Researchers at the NIH used RNA-Seq cells from skin and blood to study the underlying mechanisms in DIHS/DRESS and identified both HHV-6 and JAK-STAT pathways as potential targets. Central memory CD4+T cells were enriched with HHV-6B.
A team led by Steven Jacobson, PhD at NINDS analyzed RNA-seq datasets from 901 brains, and found only 1.2% of Alzheimer’s patients and 0.4% of controls positive for HHV-6 RNA. They also found HHV-6 DNA in less than 4% of samples tested by ddPCR.
Two groups have challenged the widely-publicized 2018 study in 2018, that found increased HHV-6A & 7 abundance and an association with clinical and pathology scores in Alzheimer’s. The topic has become the focus vigorous debate.
Building on their prior work, an Italian team has shown that HHV-6A is able to induce dysregulation of autophagy in neurons and astrocytoma cells, increasing amyloid beta and tau production.

Tasks and exercises:
1. List every percentage figure in the HHV-6 research summary, together with what each one measures.
2. Do these statements agree with the HHV-6 research summary? For each, answer yes or no and quote the words that decide it.
(a) The NINDS team analyzed RNA-seq datasets from 901 brains.
(b) The Italian team found that HHV-6A lowers amyloid beta production.
(c) The NIH researchers found central memory CD4+ T cells enriched with HHV-6A.
3. Continue the HHV-6 research summary from its last sentence.
The dataset entries that come next are separate material and are not part of the HHV-6 research summary.

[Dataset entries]
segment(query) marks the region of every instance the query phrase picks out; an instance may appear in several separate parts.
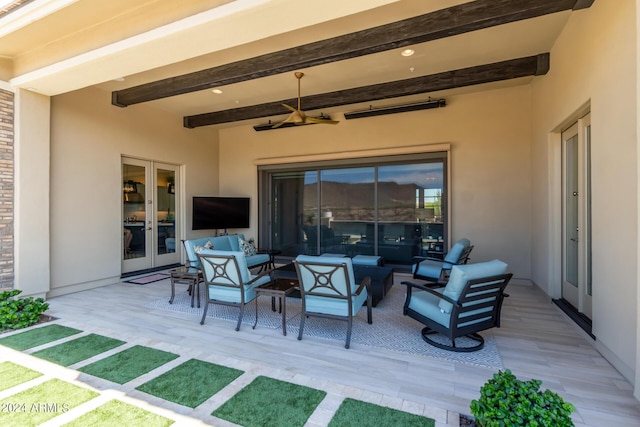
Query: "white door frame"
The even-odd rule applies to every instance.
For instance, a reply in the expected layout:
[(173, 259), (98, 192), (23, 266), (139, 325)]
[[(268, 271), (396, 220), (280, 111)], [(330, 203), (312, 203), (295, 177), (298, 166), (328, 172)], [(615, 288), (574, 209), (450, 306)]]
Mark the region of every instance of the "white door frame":
[[(575, 136), (577, 141), (577, 233), (572, 237), (576, 241), (569, 244), (577, 243), (577, 288), (572, 287), (565, 281), (566, 276), (566, 259), (567, 259), (567, 238), (566, 233), (566, 216), (565, 216), (565, 140)], [(575, 308), (588, 318), (592, 317), (592, 292), (591, 292), (591, 223), (590, 223), (590, 138), (591, 138), (591, 116), (589, 113), (580, 117), (572, 126), (568, 127), (561, 136), (561, 294), (562, 297), (571, 303)], [(571, 195), (569, 195), (571, 196)]]
[[(183, 229), (182, 218), (182, 202), (181, 202), (181, 166), (172, 165), (168, 163), (155, 162), (152, 160), (137, 159), (127, 156), (122, 156), (122, 165), (133, 165), (144, 168), (144, 176), (137, 178), (139, 182), (144, 182), (144, 192), (140, 191), (142, 185), (137, 185), (138, 190), (143, 196), (143, 199), (136, 206), (135, 220), (131, 220), (131, 216), (127, 216), (125, 208), (129, 207), (124, 202), (124, 189), (122, 203), (122, 224), (124, 229), (133, 230), (137, 234), (136, 239), (140, 239), (140, 233), (142, 233), (144, 240), (144, 250), (139, 252), (135, 256), (127, 254), (127, 248), (125, 248), (125, 238), (122, 240), (121, 254), (122, 262), (121, 269), (123, 273), (130, 273), (133, 271), (146, 270), (155, 267), (161, 267), (164, 265), (178, 264), (181, 260), (180, 240)], [(165, 214), (164, 210), (159, 210), (158, 205), (161, 199), (160, 192), (167, 192), (166, 183), (158, 182), (158, 170), (169, 170), (174, 172), (174, 186), (175, 192), (175, 204), (172, 212)], [(121, 176), (124, 179), (124, 176)], [(124, 184), (124, 183), (123, 183)], [(173, 233), (175, 250), (173, 252), (167, 252), (159, 250), (160, 246), (166, 248), (166, 240), (159, 241), (160, 228), (166, 229), (169, 225), (167, 216), (171, 215), (173, 219)], [(126, 230), (125, 230), (126, 231)], [(125, 233), (126, 234), (126, 233)]]

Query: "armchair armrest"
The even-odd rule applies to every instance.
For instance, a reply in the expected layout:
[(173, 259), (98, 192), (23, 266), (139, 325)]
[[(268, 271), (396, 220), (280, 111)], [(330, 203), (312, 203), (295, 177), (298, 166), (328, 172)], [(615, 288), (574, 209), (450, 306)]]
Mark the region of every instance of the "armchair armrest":
[(371, 277), (369, 276), (365, 276), (364, 279), (362, 279), (362, 282), (360, 282), (360, 286), (358, 286), (358, 289), (356, 289), (356, 295), (360, 295), (360, 293), (362, 292), (363, 289), (367, 289), (367, 292), (369, 291), (369, 285), (371, 285)]
[(413, 283), (413, 282), (401, 282), (401, 284), (406, 285), (407, 286), (407, 301), (409, 301), (411, 299), (411, 290), (413, 288), (419, 289), (421, 291), (425, 291), (425, 292), (429, 292), (430, 294), (433, 294), (435, 296), (437, 296), (440, 299), (443, 299), (457, 307), (460, 306), (460, 304), (458, 304), (458, 301), (455, 301), (451, 298), (449, 298), (448, 296), (444, 295), (442, 292), (438, 292), (438, 290), (440, 289), (444, 289), (443, 287), (440, 288), (429, 288), (425, 285), (420, 285), (418, 283)]

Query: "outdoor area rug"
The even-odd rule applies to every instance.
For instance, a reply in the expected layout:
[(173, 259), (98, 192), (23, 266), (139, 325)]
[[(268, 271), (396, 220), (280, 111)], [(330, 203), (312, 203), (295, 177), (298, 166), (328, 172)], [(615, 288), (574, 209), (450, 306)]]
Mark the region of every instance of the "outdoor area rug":
[[(385, 298), (373, 308), (373, 324), (371, 325), (367, 324), (366, 307), (361, 308), (353, 321), (351, 347), (367, 345), (438, 360), (482, 366), (494, 370), (504, 369), (502, 357), (490, 331), (481, 333), (485, 339), (485, 345), (482, 350), (471, 353), (455, 353), (441, 350), (424, 342), (420, 334), (424, 325), (402, 314), (404, 300), (405, 287), (394, 285)], [(203, 308), (191, 307), (191, 296), (186, 291), (176, 294), (173, 304), (169, 304), (166, 298), (162, 298), (146, 304), (145, 307), (190, 313), (193, 314), (194, 318), (200, 318), (203, 310)], [(287, 298), (287, 337), (291, 336), (292, 339), (296, 339), (298, 336), (300, 311), (300, 299)], [(238, 309), (211, 304), (207, 317), (237, 322)], [(254, 321), (255, 306), (254, 302), (251, 302), (244, 312), (243, 328), (250, 330)], [(258, 326), (256, 328), (280, 329), (281, 327), (280, 314), (271, 311), (271, 298), (259, 297)], [(347, 323), (345, 321), (310, 317), (305, 322), (302, 340), (331, 339), (339, 341), (336, 342), (336, 345), (341, 345), (344, 348), (346, 334)], [(456, 342), (460, 346), (468, 345), (463, 338), (458, 339)]]
[(0, 338), (0, 345), (22, 351), (70, 337), (80, 332), (82, 331), (67, 326), (47, 325)]
[(136, 279), (125, 280), (126, 283), (133, 283), (136, 285), (147, 285), (153, 282), (159, 282), (160, 280), (168, 279), (169, 276), (166, 273), (150, 274), (149, 276), (138, 277)]
[[(190, 359), (136, 387), (136, 390), (195, 408), (243, 373), (238, 369)], [(185, 381), (185, 378), (194, 378), (196, 381)]]
[(258, 376), (211, 415), (244, 427), (302, 427), (326, 394)]
[(124, 384), (177, 357), (179, 356), (174, 353), (135, 345), (78, 370), (94, 377)]

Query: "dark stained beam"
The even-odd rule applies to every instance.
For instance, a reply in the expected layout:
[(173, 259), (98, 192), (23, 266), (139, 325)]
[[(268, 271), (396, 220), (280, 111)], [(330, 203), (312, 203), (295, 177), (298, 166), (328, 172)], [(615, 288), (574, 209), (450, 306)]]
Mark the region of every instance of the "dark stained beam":
[[(396, 98), (399, 96), (417, 95), (457, 87), (478, 85), (527, 76), (544, 75), (549, 71), (549, 54), (542, 53), (525, 58), (478, 65), (459, 70), (445, 71), (428, 76), (397, 80), (362, 86), (336, 92), (311, 95), (301, 98), (302, 110), (311, 111), (340, 105), (357, 104), (361, 102), (377, 101)], [(241, 120), (256, 119), (288, 114), (282, 104), (296, 105), (296, 98), (282, 101), (268, 102), (249, 107), (233, 108), (224, 111), (185, 116), (184, 127), (196, 128), (200, 126), (231, 123)]]
[(589, 7), (593, 0), (476, 0), (379, 27), (112, 92), (119, 107)]

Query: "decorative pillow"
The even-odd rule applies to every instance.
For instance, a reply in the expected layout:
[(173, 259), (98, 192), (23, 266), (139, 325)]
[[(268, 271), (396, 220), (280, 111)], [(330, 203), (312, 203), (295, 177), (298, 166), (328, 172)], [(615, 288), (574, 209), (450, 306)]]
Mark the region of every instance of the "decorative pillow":
[(213, 247), (213, 243), (211, 243), (211, 240), (207, 240), (207, 243), (205, 243), (204, 246), (194, 246), (193, 247), (193, 251), (195, 253), (197, 253), (197, 254), (202, 252), (205, 249), (212, 249), (212, 250), (215, 249)]
[(242, 237), (238, 237), (238, 243), (240, 244), (240, 250), (244, 252), (245, 256), (255, 255), (258, 252), (253, 243), (253, 238), (245, 241)]

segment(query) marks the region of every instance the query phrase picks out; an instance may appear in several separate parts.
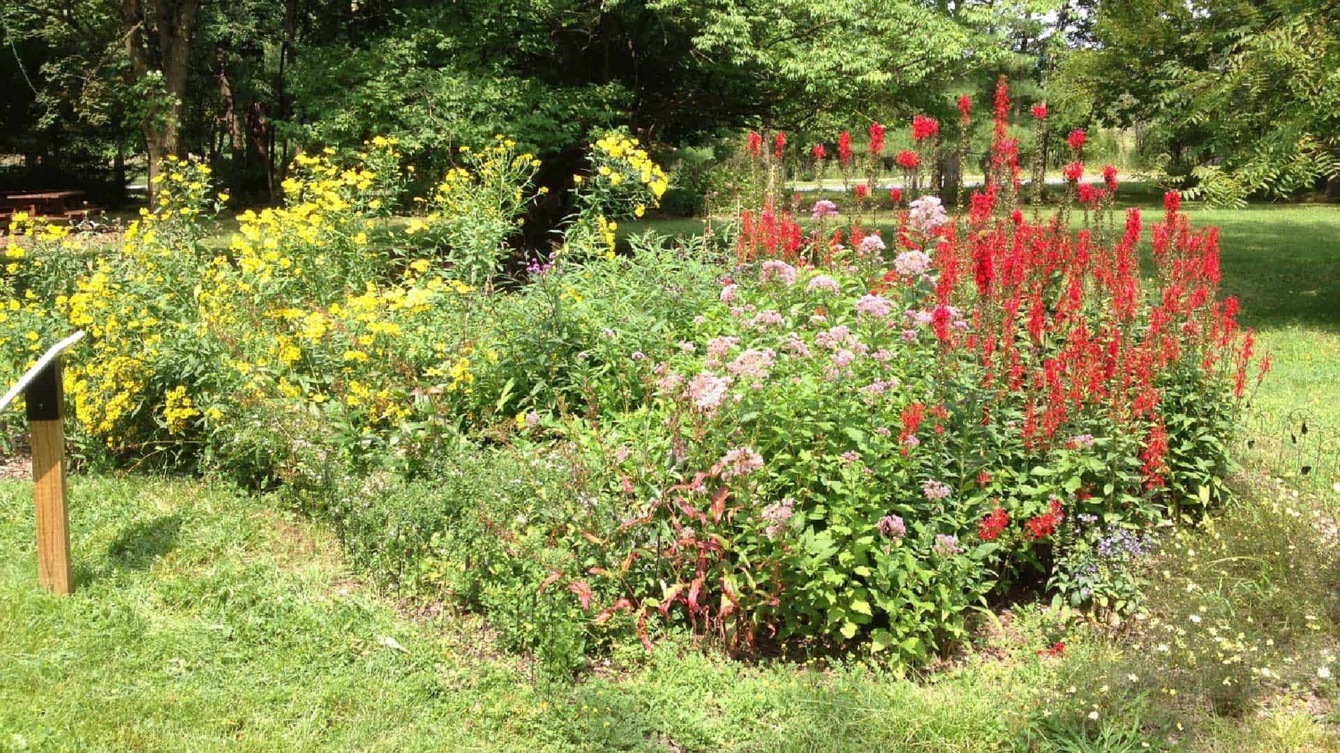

Answers given:
1.
- 1.2%: Alzheimer's patients positive for HHV-6 RNA
- 0.4%: controls positive for HHV-6 RNA
- less than 4%: samples with HHV-6 DNA when tested by ddPCR

2.
(a) Yes: "analyzed RNA-seq datasets from 901 brains"
(b) No: "increasing amyloid beta and tau production"
(c) No: "Central memory CD4+T cells were enriched with HHV-6B."

3.
Karolinska Institute researchers developed a novel serological assay to determine that individuals with antibodies to HHV-6A early proteins are more likely to develop MS. HHV-6A antibodies were the highest in the presence of elevated EBV antibodies, suggesting that the two viruses could jointly contribute to the development of MS.
Investigators propose that the induction of endoplasmic reticulum stress, likely exacerbated by autophagy inhibition, could contribute to the immune suppression induced by HHV-6B in exanthem subitem patients.
A review of post-transplant cases found that the incidence of HHV-6 myelitis was 4.1%; symptoms of pruritus without rash, pain, numbness, dysuria and constipation are potential signs.
Japanese investigators evaluated cytokines and chemokines in the CSF and plasma in HHV-6 encephalitis patients with good and poor prognoses. They found IL-6, IL-7, MCP-1 to be elevated one week before onset, suggesting that these cytokines may be effective targets for intervention.
MIT examined transcription across tens of thousands of individual cells in both Alzheimer’s and healthy brains and found APOE strongly upregulated in the microglia and perturbation in myelination-related processes in multiple cell types including oligodendrocytes.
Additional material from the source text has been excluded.